#### [Yönergeler]
A: Kosova'nın bağımsızlık süreciyle ilgili metne göre aşağıdaki soruları yanıtlayın.
(i) Sırbistan, Kosova'da etnik temizliği hangi tarihte başlattı?
(ii) Bölgede konuşlandırılan NATO gücünün adı nedir?
(iii) Kosova'nın 17 Şubat 2008 tarihindeki bağımsızlık ilanını tanıyan ilk devlet hangisidir?
B: Kosova'nın bağımsızlık süreciyle ilgili metni kaldığı yerden sürdürün.

#### [Okuma Metni]
.....

Kosovalı Arnavutlar Temmuz 1990′da bağımsızlıklarını ilan etti. Buna karşın Sırbistan yönetimi de Kosova Meclisi′ni feshetti. Kosovalı Arnavutlara ait kültür kurumları kapatıldı ve Arnavutça eğitime son verildi. 1996′da Kosova Kurtuluş Ordusu (UÇK) Sırp devlet görevlilerine yönelik saldırılara başladı. Sırbistan, Şubat 1998′de Kosova′da etnik temizlik başlattı. Yüz binlerce mülteci Kosova′dan kaçmaya başladı.
NATO, Sırp hedeflerine Mart 1999′da hava operasyonları düzenledi. Kosova′yı BM idaresine bırakan karar çerçevesinde NATO gücü KFOR bölgede konuşlandırıldı. Sırp birlikleri geri çekilmek zorunda kaldı.
Kosova′nın 17 Şubat 2008 tarihindeki bağımsızlık ilanını tanıyan ilk devlet Kosta Rika oldu. ABD ve Avrupalı devletlerin destek verdiği Kosova′nın bağımsızlığını ilk tanıyanlardan birisi de Türkiye′dir. Kosova′nın bağımsızlığını Sırbistan ve Rusya, İspanya, Güney Kıbrıs, Yunanistan, Romanya ve Slovakya tanımamıştır.

.....

#### [Sağlanan Veriler]
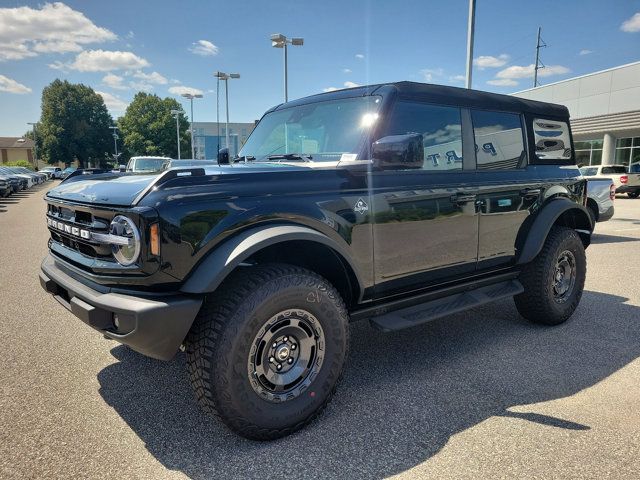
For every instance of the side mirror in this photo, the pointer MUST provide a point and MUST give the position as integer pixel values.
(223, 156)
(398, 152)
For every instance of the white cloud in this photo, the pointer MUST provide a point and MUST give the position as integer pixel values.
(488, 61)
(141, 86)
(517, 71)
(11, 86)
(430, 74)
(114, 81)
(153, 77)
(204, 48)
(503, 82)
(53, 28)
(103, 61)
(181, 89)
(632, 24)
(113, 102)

.....

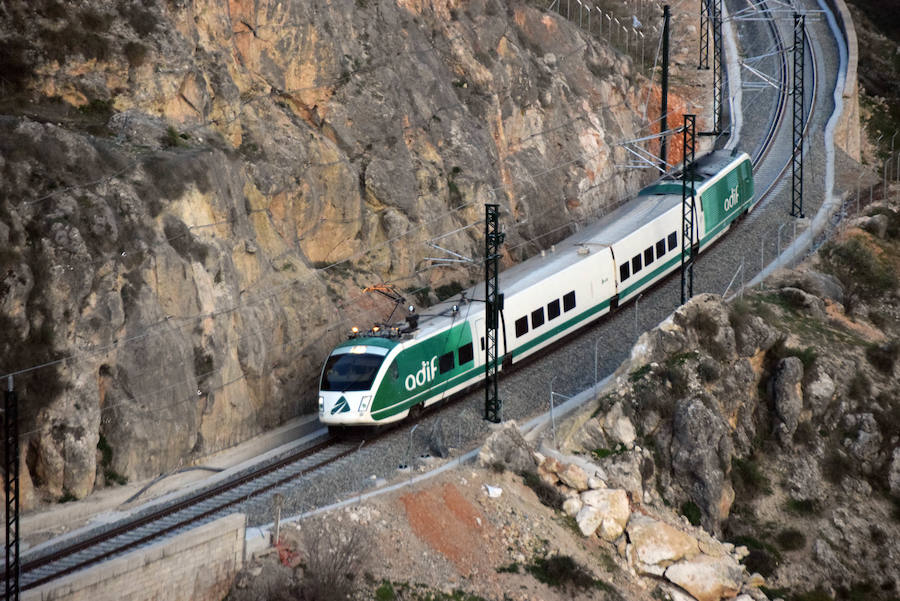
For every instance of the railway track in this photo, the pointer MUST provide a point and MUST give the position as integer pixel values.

.....

#### [Yanıtlar]
A:
(i) Şubat 1998
(ii) KFOR
(iii) Kosta Rika

B:
Makedonya

 Eski Yugoslavya′yı oluşturan altı cumhuriyetten biri olan Makedonya, Yugoslavya′nın dağılmasıyla birlikte 21 Kasım 1991′de bağımsızlığını ilan etti.
Yugoslavya döneminde Makedonya′da Türklerle birlikte kurucu millet statüsünde olan Arnavutlar, Makedonya′nın bağımsızlığı ile bu haklarını kaybettiler. Bu nedenle anayasanın değiştirilmesi istendi. Makedonya yönetimi bu istekleri reddederek Arnavutça eğitim ve siyasi temsil hakkı gibi konularda Arnavutların önüne set çekti.
Makedonya′nın % 30′unu oluşturan Arnavutlar siyasi ve kültürel hakları için Makedonya yönetimine karşı silahlı mücadeleye başladı. Makedonya′nın bağımsızlığı, BM tarafından 1993 yılında tanındı. BM, isim anlaşmazlığı nedeniyle Makedonya′yı Eski Yugoslav Makedonya Cumhuriyeti olarak tanımaktadır.

AB – ABD – Rusya ve Balkanlar
1990′larda Balkanlarda yaşanan çatışmalar sırasında oldukça etkisiz kalan Avrupa Birliği, bugün Arnavutluk, Hırvatistan, Bosna, Makedonya ve Sırbistan Karadağ ile siyasi ve ekonomik bağlarını güçlendirme amacına dönük adımlar atmakta ve Balkan ülkelerinin kalkınma projelerini desteklemektedir.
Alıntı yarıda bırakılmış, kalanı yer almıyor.